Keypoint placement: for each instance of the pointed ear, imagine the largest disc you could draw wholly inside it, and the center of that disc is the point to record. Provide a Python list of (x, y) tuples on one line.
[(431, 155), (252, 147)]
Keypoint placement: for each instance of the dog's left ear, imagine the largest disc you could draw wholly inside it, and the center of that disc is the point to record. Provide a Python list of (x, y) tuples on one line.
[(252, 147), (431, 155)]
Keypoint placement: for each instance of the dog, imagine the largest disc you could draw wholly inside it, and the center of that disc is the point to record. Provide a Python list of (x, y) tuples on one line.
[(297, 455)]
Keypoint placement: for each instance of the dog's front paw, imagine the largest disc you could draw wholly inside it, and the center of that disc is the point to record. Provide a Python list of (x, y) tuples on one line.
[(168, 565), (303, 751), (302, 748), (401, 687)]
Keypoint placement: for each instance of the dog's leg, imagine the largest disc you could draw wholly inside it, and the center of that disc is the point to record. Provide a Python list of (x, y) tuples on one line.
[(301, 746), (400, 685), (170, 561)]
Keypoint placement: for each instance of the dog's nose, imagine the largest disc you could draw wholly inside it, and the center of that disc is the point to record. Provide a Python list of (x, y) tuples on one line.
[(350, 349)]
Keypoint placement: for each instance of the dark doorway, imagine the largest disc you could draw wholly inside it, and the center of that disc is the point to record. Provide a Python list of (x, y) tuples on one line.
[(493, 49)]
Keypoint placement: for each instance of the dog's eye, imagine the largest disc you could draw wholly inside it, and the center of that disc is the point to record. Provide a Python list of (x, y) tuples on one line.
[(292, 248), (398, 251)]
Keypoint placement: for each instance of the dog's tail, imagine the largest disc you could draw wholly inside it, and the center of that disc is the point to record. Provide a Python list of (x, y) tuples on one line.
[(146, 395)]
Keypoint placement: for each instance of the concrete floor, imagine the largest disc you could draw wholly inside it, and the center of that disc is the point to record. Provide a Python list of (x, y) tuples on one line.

TASK DIRECTIONS :: Add 91 to every coordinate in the answers and write out again the stretch from the start of the records through the line containing "[(431, 155), (252, 147)]", both ends included and requests kept as they are. Give only those lines.

RESPONSE TO THE EXERCISE ::
Keypoint placement: for each instance of the pointed ear, imagine the largest disc you could draw wholly inside it, and the center of that disc is the point to record. Provide a Python list of (x, y) tuples on one line.
[(522, 246), (343, 238)]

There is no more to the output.